**** Supplied entries ****

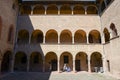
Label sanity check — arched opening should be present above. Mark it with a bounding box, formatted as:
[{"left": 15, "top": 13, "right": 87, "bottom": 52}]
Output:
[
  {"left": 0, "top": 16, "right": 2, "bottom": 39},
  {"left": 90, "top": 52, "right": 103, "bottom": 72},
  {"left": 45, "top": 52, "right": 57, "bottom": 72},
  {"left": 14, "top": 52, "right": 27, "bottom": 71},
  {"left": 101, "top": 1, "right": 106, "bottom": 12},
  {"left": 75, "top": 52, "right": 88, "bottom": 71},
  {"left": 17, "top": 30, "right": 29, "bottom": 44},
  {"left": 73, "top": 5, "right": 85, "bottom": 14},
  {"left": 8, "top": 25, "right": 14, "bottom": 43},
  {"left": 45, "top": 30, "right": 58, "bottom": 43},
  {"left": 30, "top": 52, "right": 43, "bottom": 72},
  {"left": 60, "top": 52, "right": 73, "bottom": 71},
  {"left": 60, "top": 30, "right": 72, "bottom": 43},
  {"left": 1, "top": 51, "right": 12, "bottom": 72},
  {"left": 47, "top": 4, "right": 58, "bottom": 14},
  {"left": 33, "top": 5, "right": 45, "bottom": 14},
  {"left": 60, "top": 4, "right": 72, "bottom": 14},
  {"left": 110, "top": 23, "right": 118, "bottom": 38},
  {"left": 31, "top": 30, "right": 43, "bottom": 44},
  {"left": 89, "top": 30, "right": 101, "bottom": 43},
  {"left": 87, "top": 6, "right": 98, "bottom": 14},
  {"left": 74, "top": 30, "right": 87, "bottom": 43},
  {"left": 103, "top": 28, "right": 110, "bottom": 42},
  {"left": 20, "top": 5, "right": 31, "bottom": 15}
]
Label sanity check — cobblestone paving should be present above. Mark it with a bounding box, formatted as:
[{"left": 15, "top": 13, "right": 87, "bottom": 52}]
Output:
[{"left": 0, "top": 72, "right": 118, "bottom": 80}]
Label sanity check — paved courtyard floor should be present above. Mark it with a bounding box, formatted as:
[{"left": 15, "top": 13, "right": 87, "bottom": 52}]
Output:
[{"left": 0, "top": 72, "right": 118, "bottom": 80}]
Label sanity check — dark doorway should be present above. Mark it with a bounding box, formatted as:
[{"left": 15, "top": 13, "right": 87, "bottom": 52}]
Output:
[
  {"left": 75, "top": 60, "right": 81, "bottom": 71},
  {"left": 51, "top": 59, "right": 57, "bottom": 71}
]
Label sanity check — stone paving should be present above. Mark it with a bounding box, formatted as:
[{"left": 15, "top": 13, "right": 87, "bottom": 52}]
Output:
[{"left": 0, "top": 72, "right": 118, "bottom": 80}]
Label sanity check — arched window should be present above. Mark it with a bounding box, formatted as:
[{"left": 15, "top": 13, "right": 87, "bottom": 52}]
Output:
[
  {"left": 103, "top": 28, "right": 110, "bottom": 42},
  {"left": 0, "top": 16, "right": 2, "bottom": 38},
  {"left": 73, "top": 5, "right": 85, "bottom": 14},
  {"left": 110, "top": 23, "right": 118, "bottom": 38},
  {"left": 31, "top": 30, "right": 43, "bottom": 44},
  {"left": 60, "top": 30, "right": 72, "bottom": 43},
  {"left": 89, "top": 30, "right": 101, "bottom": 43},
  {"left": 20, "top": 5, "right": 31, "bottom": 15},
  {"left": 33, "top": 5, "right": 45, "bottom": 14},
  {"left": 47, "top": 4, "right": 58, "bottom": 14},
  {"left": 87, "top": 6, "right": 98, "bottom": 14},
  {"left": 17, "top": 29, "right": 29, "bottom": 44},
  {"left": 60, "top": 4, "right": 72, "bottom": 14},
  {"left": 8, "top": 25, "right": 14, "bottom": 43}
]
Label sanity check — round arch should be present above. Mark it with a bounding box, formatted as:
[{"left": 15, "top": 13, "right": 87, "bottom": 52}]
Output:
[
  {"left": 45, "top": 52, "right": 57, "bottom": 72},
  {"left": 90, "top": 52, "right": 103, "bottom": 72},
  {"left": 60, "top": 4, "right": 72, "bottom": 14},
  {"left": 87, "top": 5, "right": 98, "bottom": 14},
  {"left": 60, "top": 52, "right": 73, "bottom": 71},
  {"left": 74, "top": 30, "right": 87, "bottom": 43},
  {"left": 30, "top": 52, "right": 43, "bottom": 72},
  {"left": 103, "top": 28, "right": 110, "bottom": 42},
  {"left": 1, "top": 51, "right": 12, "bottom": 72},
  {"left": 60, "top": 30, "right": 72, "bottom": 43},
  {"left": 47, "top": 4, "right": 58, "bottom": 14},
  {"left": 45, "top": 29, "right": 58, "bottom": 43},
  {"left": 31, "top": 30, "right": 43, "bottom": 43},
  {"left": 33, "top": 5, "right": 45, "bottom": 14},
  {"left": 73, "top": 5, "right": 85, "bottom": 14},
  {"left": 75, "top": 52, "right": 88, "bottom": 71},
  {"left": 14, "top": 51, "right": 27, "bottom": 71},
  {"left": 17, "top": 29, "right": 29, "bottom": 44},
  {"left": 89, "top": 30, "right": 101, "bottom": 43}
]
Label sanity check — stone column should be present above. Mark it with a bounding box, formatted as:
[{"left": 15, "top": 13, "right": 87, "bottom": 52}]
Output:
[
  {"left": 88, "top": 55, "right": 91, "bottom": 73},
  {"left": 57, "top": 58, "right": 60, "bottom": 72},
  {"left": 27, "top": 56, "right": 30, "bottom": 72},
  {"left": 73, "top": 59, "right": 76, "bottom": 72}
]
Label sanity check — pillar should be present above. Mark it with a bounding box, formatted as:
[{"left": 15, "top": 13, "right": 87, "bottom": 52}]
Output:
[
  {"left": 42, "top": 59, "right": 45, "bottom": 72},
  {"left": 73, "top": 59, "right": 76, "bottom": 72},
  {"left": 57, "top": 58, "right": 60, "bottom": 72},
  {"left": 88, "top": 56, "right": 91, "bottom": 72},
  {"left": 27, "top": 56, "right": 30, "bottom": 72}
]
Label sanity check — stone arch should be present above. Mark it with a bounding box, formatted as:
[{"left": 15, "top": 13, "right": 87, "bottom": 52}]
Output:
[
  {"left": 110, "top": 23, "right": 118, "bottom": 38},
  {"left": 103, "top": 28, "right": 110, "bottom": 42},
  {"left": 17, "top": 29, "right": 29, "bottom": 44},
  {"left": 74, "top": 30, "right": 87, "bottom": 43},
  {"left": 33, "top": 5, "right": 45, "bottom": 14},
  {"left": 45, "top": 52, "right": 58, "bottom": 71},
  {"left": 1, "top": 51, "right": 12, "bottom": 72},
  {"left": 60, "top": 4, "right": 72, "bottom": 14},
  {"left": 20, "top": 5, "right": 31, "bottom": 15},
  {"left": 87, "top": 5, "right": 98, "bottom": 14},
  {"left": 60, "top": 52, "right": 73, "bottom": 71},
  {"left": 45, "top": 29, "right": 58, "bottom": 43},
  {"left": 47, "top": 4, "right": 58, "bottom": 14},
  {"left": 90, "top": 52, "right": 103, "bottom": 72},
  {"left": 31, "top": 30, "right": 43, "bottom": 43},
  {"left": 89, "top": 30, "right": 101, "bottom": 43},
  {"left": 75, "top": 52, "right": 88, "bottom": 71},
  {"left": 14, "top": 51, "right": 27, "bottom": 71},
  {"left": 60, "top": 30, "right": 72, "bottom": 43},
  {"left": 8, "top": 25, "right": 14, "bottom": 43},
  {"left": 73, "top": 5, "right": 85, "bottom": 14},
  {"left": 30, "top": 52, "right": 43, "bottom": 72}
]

****

- **Exercise task**
Copy the listing over exactly, skipping the pictures it holds.

- **The completed task**
Label sanity check — arched opening should be present above. Mark it with a bounding box, formatted as:
[{"left": 15, "top": 13, "right": 87, "bottom": 52}]
Output:
[
  {"left": 0, "top": 16, "right": 2, "bottom": 39},
  {"left": 90, "top": 52, "right": 103, "bottom": 72},
  {"left": 45, "top": 52, "right": 57, "bottom": 72},
  {"left": 14, "top": 52, "right": 27, "bottom": 71},
  {"left": 101, "top": 1, "right": 106, "bottom": 12},
  {"left": 75, "top": 52, "right": 88, "bottom": 71},
  {"left": 17, "top": 30, "right": 29, "bottom": 44},
  {"left": 73, "top": 5, "right": 85, "bottom": 14},
  {"left": 8, "top": 25, "right": 14, "bottom": 43},
  {"left": 45, "top": 30, "right": 58, "bottom": 43},
  {"left": 30, "top": 52, "right": 43, "bottom": 72},
  {"left": 60, "top": 52, "right": 73, "bottom": 71},
  {"left": 60, "top": 30, "right": 72, "bottom": 43},
  {"left": 1, "top": 51, "right": 12, "bottom": 72},
  {"left": 47, "top": 4, "right": 58, "bottom": 14},
  {"left": 33, "top": 5, "right": 45, "bottom": 14},
  {"left": 60, "top": 4, "right": 72, "bottom": 14},
  {"left": 110, "top": 23, "right": 118, "bottom": 38},
  {"left": 31, "top": 30, "right": 43, "bottom": 44},
  {"left": 89, "top": 30, "right": 101, "bottom": 43},
  {"left": 87, "top": 6, "right": 98, "bottom": 14},
  {"left": 74, "top": 30, "right": 87, "bottom": 43},
  {"left": 103, "top": 28, "right": 110, "bottom": 42},
  {"left": 20, "top": 5, "right": 31, "bottom": 15}
]
Label sanity check — cobblestone paving should be present above. Mark it with a bounding box, formatted as:
[{"left": 15, "top": 13, "right": 87, "bottom": 52}]
Output:
[{"left": 0, "top": 72, "right": 118, "bottom": 80}]
Label sanity check — paved courtyard floor should be present above. Mark it with a bounding box, formatted as:
[{"left": 15, "top": 13, "right": 87, "bottom": 52}]
Output:
[{"left": 0, "top": 72, "right": 118, "bottom": 80}]
Label sanity check — dark doorway should be present above. Mark it with a bounding box, formatted as:
[{"left": 15, "top": 13, "right": 87, "bottom": 52}]
Output:
[
  {"left": 75, "top": 60, "right": 81, "bottom": 71},
  {"left": 51, "top": 59, "right": 57, "bottom": 71}
]
Label sanity check — stone paving should be present above. Mark it with a bounding box, formatted as:
[{"left": 15, "top": 13, "right": 87, "bottom": 52}]
Output:
[{"left": 0, "top": 72, "right": 118, "bottom": 80}]
Label sanity check — arched window should be present above. Mark it with a bounding box, formatted as:
[{"left": 15, "top": 13, "right": 87, "bottom": 52}]
Output:
[
  {"left": 103, "top": 28, "right": 110, "bottom": 42},
  {"left": 0, "top": 16, "right": 2, "bottom": 38},
  {"left": 73, "top": 5, "right": 85, "bottom": 14},
  {"left": 110, "top": 23, "right": 118, "bottom": 38},
  {"left": 31, "top": 30, "right": 43, "bottom": 44},
  {"left": 60, "top": 30, "right": 72, "bottom": 43},
  {"left": 89, "top": 30, "right": 101, "bottom": 43},
  {"left": 20, "top": 5, "right": 31, "bottom": 15},
  {"left": 33, "top": 5, "right": 45, "bottom": 14},
  {"left": 47, "top": 4, "right": 58, "bottom": 14},
  {"left": 87, "top": 6, "right": 98, "bottom": 14},
  {"left": 17, "top": 29, "right": 29, "bottom": 44},
  {"left": 60, "top": 4, "right": 72, "bottom": 14},
  {"left": 8, "top": 25, "right": 14, "bottom": 43}
]
Label sanity check — round arch should be present above. Mark it with a bounding box, formatted as:
[{"left": 15, "top": 13, "right": 87, "bottom": 52}]
Output:
[
  {"left": 45, "top": 52, "right": 57, "bottom": 72},
  {"left": 90, "top": 52, "right": 103, "bottom": 72},
  {"left": 60, "top": 4, "right": 72, "bottom": 14},
  {"left": 87, "top": 5, "right": 98, "bottom": 14},
  {"left": 60, "top": 52, "right": 73, "bottom": 71},
  {"left": 74, "top": 30, "right": 87, "bottom": 43},
  {"left": 30, "top": 52, "right": 43, "bottom": 72},
  {"left": 103, "top": 28, "right": 110, "bottom": 42},
  {"left": 1, "top": 51, "right": 12, "bottom": 72},
  {"left": 60, "top": 30, "right": 72, "bottom": 43},
  {"left": 47, "top": 4, "right": 58, "bottom": 14},
  {"left": 45, "top": 29, "right": 58, "bottom": 43},
  {"left": 31, "top": 30, "right": 43, "bottom": 43},
  {"left": 33, "top": 5, "right": 45, "bottom": 14},
  {"left": 73, "top": 5, "right": 85, "bottom": 14},
  {"left": 75, "top": 52, "right": 88, "bottom": 71},
  {"left": 14, "top": 51, "right": 27, "bottom": 71},
  {"left": 17, "top": 29, "right": 29, "bottom": 44},
  {"left": 89, "top": 30, "right": 101, "bottom": 43}
]
Label sanity check — stone column should be present above. Mark it with a bounding box, formatted as:
[{"left": 15, "top": 13, "right": 87, "bottom": 52}]
Output:
[
  {"left": 88, "top": 55, "right": 91, "bottom": 73},
  {"left": 57, "top": 58, "right": 60, "bottom": 72},
  {"left": 27, "top": 56, "right": 30, "bottom": 72},
  {"left": 73, "top": 59, "right": 76, "bottom": 72}
]
Label sanity check — pillar should be present above. Mark it with a bounding box, formatted as:
[{"left": 15, "top": 13, "right": 87, "bottom": 52}]
Output:
[
  {"left": 42, "top": 59, "right": 45, "bottom": 72},
  {"left": 73, "top": 59, "right": 76, "bottom": 72},
  {"left": 57, "top": 58, "right": 60, "bottom": 72},
  {"left": 88, "top": 56, "right": 91, "bottom": 72},
  {"left": 27, "top": 56, "right": 30, "bottom": 72}
]
Label sanity check — stone arch should be present above. Mark it with a bounding box, formatted as:
[{"left": 15, "top": 13, "right": 87, "bottom": 52}]
Output:
[
  {"left": 110, "top": 23, "right": 118, "bottom": 38},
  {"left": 103, "top": 28, "right": 110, "bottom": 42},
  {"left": 17, "top": 29, "right": 29, "bottom": 44},
  {"left": 74, "top": 30, "right": 87, "bottom": 43},
  {"left": 33, "top": 5, "right": 45, "bottom": 14},
  {"left": 45, "top": 52, "right": 58, "bottom": 71},
  {"left": 1, "top": 51, "right": 12, "bottom": 72},
  {"left": 60, "top": 4, "right": 72, "bottom": 14},
  {"left": 20, "top": 5, "right": 31, "bottom": 15},
  {"left": 87, "top": 5, "right": 98, "bottom": 14},
  {"left": 60, "top": 52, "right": 73, "bottom": 71},
  {"left": 45, "top": 29, "right": 58, "bottom": 43},
  {"left": 47, "top": 4, "right": 58, "bottom": 14},
  {"left": 90, "top": 52, "right": 103, "bottom": 72},
  {"left": 31, "top": 30, "right": 43, "bottom": 43},
  {"left": 89, "top": 30, "right": 101, "bottom": 43},
  {"left": 75, "top": 52, "right": 88, "bottom": 71},
  {"left": 14, "top": 51, "right": 27, "bottom": 71},
  {"left": 60, "top": 30, "right": 72, "bottom": 43},
  {"left": 8, "top": 25, "right": 14, "bottom": 43},
  {"left": 73, "top": 5, "right": 85, "bottom": 14},
  {"left": 30, "top": 52, "right": 43, "bottom": 72}
]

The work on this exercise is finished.